■ **Exercise requirements**
In the asthma and allergies article, rewrite the passage between "Asthma and allergies combined?" and "cause asthmatic symptoms?", inclusive, putting "allergic rhinitis" wherever "hay fever" appears.

■ **Page extract**
● ● ● ● ● ● ●

What to Do if You Suffer from Chronic Asthma or Allergies

If we suffer from asthma, we should keep a healthy diet, avoid trigger foods, and maintain a healthy life habits.

Chronic asthma and allergies are, unfortunately, two very common medical conditions today.  The problem is that the entire area is frequently aggravated, because these conditions are directly related and can greatly affect the lives of those who suffer from them. It is always possible, however, to try different natural treatments that can greatly help asthmatics and people with allergies.  If you would like to know a bit more about these therapeutic resources, continue reading the rest of this article.

Asthma and allergies combined?

The same substances that unleash hay fever can also cause signs and symptoms of asthma, like difficulty breathing, wheezing, and chest tightness.  This is known as allergic asthma, or allergy-induced asthma.

Certain substances, like pollen, dust mites, and pet dander are common triggers.  Skin or food allergies can also cause asthma symptoms in some people.

So, how do allergic reactions cause asthmatic symptoms?

● ● ● ● ● ● ●

■ **Excerpted records**
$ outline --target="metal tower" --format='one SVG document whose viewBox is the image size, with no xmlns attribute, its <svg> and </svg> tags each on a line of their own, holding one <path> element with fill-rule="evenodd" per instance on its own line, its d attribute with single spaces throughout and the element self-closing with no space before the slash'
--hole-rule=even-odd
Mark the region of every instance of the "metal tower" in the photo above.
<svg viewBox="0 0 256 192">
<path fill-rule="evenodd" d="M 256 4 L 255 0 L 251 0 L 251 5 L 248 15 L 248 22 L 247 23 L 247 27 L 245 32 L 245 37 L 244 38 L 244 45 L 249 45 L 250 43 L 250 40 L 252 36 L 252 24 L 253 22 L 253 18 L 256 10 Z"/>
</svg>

● ● ● ● ● ● ●

■ **Reply**
Asthma and allergies combined?

The same substances that unleash allergic rhinitis can also cause signs and symptoms of asthma, like difficulty breathing, wheezing, and chest tightness.  This is known as allergic asthma, or allergy-induced asthma.

Certain substances, like pollen, dust mites, and pet dander are common triggers.  Skin or food allergies can also cause asthma symptoms in some people.

So, how do allergic reactions cause asthmatic symptoms?